═══ Input data

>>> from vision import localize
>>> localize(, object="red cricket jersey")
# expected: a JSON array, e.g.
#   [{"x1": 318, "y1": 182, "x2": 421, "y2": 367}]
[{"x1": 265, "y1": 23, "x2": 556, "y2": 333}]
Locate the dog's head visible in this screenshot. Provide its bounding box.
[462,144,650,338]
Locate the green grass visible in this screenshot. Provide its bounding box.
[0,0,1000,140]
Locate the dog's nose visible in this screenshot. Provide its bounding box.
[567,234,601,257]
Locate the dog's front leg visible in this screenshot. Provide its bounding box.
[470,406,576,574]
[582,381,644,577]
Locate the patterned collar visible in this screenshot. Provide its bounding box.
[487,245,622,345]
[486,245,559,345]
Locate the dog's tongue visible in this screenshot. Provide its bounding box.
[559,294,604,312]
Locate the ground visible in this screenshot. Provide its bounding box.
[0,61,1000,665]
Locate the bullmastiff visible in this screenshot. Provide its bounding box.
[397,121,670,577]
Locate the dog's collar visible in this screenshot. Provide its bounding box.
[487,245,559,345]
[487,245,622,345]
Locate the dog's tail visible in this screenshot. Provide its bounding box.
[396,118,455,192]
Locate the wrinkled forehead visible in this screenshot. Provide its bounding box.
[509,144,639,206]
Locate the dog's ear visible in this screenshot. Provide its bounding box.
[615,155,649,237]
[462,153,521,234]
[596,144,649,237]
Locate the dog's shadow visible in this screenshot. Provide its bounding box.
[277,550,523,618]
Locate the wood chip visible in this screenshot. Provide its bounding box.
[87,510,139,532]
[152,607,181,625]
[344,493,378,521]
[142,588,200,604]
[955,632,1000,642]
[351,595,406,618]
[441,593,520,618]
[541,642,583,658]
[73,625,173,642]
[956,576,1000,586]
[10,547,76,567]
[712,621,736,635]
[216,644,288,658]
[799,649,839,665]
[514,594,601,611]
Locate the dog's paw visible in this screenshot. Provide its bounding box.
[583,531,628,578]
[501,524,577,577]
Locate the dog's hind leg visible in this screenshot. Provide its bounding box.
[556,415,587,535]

══════

(Written request): Can you reproduce only the material from the line with "Locate the dog's tail" to the line with "[596,144,649,237]", both ends included, with the requests unchanged but every bounding-box coordinate in the answers multiplied by 2.3 and rounded to a whole number, halves rounded up?

(Full output):
Locate the dog's tail visible in this screenshot. Provide its bounding box.
[911,271,1047,442]
Locate the wrinkled forehead visible in this screenshot. Provide its bounding box.
[1171,331,1470,474]
Locate the dog's ear visible in this screenshot. Provide its bounding box.
[1415,357,1493,545]
[1063,352,1198,538]
[1371,331,1493,545]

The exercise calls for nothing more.